Aim of the task:
Print the data without any change, starting at the line that contains "Spot the rock" and running through the end of the data, both ends included.

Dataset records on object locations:
++++++++++
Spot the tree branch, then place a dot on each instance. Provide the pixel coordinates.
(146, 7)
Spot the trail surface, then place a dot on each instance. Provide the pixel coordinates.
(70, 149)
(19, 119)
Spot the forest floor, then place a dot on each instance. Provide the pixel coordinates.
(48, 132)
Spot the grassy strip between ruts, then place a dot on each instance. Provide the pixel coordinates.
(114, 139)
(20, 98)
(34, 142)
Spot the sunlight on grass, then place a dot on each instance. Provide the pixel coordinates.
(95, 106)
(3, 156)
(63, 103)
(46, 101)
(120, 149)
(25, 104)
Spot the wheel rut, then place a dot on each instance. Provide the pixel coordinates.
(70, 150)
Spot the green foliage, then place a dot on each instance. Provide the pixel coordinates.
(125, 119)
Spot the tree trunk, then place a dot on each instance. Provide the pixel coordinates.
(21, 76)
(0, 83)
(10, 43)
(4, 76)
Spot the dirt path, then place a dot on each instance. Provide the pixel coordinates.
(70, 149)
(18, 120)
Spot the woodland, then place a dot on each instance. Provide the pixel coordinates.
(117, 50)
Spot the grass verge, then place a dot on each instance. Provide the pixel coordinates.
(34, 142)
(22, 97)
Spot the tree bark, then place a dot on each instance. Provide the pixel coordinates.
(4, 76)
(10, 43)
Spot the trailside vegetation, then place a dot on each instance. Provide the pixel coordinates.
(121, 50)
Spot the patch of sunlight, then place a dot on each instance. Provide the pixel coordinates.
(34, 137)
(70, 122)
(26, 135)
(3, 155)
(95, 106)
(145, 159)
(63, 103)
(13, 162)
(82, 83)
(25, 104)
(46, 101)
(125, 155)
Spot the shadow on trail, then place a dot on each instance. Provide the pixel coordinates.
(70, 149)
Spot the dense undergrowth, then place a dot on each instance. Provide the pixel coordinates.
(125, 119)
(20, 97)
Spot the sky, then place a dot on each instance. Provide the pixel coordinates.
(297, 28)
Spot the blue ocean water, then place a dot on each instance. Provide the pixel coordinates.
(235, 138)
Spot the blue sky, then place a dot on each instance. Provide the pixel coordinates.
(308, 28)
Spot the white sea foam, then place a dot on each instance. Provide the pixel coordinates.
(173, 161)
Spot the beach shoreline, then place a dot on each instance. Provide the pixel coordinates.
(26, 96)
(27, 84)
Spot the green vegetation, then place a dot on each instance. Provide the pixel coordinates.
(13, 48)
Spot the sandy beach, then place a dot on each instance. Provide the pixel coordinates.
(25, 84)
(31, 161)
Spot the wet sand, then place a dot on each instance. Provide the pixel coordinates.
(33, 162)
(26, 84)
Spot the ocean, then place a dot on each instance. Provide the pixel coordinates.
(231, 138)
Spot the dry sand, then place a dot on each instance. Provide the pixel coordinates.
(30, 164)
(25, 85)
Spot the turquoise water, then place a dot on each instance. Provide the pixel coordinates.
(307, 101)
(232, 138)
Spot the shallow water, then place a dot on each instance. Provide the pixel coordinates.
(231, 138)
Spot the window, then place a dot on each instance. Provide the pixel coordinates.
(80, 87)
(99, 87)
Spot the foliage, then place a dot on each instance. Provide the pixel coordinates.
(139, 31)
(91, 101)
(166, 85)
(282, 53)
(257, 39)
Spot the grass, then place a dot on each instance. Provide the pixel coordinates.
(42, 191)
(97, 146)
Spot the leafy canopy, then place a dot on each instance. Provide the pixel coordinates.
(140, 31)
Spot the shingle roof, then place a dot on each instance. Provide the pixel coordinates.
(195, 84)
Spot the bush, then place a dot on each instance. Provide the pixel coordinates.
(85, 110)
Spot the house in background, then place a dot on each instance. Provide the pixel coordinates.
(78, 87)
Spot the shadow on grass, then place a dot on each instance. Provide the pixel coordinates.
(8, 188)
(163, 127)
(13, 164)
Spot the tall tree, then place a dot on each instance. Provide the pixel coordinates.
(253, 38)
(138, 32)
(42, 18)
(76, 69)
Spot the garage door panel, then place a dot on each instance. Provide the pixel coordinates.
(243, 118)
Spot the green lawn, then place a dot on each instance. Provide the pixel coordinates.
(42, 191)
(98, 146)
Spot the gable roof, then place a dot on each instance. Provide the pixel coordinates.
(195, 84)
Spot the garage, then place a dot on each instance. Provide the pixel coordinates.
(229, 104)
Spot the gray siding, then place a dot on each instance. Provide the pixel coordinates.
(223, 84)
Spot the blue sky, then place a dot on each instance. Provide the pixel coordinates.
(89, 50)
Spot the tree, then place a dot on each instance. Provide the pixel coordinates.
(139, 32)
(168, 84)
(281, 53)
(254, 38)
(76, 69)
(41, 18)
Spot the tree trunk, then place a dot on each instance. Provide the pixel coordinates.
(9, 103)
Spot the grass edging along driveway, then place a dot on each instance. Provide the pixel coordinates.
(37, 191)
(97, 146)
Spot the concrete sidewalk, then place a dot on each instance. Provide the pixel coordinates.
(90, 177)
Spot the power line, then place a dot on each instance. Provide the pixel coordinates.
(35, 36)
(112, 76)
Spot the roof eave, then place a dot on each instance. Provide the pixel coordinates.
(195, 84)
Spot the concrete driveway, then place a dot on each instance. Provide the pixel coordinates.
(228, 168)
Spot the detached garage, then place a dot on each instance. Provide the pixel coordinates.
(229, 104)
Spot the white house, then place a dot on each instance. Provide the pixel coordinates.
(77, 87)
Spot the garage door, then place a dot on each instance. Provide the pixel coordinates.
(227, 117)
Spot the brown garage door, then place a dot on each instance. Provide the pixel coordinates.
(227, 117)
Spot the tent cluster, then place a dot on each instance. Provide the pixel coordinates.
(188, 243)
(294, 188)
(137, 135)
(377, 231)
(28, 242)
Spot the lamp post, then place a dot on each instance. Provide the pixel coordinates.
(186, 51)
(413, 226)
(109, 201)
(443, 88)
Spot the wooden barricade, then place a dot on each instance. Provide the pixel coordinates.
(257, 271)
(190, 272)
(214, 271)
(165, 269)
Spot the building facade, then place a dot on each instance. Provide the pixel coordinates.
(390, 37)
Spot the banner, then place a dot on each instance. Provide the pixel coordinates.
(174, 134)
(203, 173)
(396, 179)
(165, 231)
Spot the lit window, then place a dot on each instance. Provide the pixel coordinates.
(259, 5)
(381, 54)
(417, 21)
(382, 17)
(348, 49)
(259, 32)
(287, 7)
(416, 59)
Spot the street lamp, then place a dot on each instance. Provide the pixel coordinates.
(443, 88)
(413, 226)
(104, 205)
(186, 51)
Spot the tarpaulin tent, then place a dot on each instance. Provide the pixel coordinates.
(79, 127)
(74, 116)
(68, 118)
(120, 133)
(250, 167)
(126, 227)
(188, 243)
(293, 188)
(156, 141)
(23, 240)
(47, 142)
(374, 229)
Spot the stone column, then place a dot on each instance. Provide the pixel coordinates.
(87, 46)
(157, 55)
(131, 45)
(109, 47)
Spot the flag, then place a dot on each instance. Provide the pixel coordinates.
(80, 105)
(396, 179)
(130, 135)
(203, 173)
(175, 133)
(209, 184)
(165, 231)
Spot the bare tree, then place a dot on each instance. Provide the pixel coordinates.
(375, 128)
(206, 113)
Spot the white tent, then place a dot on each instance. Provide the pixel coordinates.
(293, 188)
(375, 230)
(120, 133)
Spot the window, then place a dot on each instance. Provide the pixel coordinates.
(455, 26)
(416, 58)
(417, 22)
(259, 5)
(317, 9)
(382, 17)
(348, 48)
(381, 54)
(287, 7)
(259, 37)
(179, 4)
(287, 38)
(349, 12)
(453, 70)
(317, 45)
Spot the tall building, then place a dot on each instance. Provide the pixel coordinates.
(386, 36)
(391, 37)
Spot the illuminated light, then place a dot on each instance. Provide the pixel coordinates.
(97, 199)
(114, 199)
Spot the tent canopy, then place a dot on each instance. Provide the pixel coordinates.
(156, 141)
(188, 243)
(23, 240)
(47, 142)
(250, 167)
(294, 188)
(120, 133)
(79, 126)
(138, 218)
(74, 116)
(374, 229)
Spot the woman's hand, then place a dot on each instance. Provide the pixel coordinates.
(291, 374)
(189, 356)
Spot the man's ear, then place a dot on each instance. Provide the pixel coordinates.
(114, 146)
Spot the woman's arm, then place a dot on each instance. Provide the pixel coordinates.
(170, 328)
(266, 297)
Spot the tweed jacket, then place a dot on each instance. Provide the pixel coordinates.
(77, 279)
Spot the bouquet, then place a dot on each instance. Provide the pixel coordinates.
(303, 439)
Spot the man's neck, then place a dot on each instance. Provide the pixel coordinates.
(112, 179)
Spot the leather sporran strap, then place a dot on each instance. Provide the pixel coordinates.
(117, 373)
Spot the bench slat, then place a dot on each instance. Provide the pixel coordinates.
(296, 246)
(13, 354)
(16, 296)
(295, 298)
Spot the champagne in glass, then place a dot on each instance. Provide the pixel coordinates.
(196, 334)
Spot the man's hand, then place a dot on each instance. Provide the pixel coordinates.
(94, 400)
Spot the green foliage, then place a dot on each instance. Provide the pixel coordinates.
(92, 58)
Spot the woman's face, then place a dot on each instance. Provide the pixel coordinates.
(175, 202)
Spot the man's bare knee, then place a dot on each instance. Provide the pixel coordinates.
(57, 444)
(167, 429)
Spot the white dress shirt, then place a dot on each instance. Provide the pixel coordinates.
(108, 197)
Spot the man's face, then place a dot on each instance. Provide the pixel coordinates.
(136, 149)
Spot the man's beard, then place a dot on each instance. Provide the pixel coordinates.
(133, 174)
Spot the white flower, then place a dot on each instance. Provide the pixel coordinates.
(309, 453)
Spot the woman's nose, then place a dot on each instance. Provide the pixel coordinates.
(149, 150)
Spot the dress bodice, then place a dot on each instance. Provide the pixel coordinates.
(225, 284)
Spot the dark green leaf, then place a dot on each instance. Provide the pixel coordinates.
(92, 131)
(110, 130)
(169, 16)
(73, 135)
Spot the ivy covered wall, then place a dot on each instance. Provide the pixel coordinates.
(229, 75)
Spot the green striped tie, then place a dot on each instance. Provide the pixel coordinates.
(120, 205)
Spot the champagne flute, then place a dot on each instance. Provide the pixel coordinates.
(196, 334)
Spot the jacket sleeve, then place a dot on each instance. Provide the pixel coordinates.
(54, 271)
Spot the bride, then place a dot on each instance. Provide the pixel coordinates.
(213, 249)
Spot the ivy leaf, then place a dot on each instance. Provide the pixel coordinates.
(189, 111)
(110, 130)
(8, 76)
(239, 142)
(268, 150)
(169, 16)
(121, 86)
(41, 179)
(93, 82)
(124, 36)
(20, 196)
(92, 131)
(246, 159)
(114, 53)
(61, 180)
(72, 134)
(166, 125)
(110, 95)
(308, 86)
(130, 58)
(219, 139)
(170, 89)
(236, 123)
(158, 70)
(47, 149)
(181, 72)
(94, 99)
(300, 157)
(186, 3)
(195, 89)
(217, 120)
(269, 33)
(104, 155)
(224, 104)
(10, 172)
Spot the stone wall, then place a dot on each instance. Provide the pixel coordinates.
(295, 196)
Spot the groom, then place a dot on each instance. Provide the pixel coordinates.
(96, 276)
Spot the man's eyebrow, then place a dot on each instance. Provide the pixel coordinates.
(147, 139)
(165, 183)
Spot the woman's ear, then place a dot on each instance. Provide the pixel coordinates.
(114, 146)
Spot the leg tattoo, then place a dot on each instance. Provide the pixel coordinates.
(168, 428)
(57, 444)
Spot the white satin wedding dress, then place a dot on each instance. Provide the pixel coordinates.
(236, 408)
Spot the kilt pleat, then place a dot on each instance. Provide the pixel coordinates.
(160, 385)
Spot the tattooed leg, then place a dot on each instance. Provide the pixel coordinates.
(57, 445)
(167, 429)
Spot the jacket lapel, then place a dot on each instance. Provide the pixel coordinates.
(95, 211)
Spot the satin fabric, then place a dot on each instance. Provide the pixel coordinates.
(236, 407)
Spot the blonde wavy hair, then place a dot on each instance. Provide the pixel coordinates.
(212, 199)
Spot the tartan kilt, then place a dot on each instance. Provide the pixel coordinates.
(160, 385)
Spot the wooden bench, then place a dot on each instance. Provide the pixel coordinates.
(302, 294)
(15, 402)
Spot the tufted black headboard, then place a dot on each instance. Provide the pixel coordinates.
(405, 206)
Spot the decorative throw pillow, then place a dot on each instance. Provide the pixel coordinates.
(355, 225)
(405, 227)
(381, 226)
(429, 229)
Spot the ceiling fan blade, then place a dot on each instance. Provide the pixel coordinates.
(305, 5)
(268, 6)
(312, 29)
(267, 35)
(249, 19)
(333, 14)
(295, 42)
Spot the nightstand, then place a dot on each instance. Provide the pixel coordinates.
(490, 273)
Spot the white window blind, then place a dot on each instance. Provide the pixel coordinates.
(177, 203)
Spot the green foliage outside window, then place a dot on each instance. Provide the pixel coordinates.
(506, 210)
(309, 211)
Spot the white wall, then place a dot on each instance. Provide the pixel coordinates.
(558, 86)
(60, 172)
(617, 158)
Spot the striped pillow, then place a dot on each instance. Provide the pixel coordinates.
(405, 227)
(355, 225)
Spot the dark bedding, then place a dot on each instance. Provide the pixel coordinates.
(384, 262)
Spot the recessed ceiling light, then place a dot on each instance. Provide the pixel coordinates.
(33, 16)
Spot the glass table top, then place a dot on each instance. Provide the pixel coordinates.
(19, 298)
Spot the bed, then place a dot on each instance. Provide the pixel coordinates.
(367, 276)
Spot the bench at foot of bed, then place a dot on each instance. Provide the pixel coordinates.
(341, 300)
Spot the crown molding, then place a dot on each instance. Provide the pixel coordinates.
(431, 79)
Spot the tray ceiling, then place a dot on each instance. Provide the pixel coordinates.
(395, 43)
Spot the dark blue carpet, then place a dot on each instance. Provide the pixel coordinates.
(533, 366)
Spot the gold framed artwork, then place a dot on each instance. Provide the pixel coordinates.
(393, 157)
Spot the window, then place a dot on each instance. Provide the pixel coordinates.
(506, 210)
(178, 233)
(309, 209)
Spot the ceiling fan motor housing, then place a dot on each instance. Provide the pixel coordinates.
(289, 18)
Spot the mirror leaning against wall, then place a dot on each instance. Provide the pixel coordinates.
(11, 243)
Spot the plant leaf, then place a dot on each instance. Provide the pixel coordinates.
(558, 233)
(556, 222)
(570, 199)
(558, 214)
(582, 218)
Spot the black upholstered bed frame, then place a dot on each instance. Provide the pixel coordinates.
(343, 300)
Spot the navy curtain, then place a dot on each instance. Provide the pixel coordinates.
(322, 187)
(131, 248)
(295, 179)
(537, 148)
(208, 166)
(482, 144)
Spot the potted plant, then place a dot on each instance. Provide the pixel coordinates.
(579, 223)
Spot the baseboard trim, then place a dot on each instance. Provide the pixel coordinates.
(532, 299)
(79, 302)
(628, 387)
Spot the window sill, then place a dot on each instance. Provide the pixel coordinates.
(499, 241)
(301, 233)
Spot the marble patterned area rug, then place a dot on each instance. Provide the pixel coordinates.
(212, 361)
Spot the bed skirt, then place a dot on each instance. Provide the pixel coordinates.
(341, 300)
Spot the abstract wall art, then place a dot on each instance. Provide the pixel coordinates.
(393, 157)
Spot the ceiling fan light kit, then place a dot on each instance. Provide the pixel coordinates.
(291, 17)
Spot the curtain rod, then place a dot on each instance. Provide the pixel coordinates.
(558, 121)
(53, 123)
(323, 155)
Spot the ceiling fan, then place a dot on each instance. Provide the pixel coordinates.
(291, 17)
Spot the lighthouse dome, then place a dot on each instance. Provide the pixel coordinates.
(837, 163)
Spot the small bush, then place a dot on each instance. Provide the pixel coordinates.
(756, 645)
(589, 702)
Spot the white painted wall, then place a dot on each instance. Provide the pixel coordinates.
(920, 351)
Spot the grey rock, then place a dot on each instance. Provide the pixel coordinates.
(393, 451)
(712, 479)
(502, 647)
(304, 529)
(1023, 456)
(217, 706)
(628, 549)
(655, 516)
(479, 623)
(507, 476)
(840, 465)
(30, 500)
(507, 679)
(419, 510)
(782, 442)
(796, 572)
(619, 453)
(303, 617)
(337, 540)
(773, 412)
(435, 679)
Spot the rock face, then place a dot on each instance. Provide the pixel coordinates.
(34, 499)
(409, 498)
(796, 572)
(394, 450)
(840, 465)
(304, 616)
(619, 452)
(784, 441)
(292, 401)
++++++++++
Task solution:
Spot the rock face, then place a dot on each instance. Provide the pixel coordinates.
(34, 499)
(409, 498)
(796, 572)
(394, 450)
(840, 465)
(304, 616)
(619, 452)
(784, 441)
(292, 401)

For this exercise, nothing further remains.